═══ INPUT FOR THIS TASK

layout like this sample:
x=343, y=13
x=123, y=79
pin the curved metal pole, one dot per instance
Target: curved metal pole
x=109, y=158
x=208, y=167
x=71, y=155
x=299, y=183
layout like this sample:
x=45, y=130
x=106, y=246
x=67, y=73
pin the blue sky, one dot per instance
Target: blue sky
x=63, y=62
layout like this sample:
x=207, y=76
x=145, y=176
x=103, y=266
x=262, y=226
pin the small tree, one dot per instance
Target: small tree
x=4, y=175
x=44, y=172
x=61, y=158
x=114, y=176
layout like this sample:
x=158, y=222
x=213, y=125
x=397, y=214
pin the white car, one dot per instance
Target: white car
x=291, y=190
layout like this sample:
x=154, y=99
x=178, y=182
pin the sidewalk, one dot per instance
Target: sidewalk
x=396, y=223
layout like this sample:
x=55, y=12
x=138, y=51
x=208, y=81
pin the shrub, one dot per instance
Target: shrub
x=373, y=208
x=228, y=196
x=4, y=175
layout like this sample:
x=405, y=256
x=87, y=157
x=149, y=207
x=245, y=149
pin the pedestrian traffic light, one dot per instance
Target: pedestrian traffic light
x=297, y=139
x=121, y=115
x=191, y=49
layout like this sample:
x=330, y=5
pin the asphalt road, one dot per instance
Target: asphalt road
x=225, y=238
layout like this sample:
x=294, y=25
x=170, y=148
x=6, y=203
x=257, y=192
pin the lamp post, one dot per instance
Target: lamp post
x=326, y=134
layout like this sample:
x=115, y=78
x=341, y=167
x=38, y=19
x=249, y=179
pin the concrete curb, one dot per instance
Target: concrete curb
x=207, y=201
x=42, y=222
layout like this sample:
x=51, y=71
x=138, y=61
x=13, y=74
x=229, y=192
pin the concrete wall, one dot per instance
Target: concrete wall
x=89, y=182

══════

■ WHAT TO DO: Every line of the entries that includes "instance" must be copied into the answer.

■ TASK RESULT:
pin the curved metal pole, one dot per instance
pin the blue sky, one dot per instance
pin the small tree, one dot per instance
pin the white car, one dot per instance
pin the sidewalk, one dot per instance
pin the shrub, one dot per instance
pin the pedestrian traffic light, one dot per instance
pin the asphalt road, one dot per instance
pin the lamp post, one dot per instance
pin the concrete curb, one dot per instance
pin the concrete wall, one dot per instance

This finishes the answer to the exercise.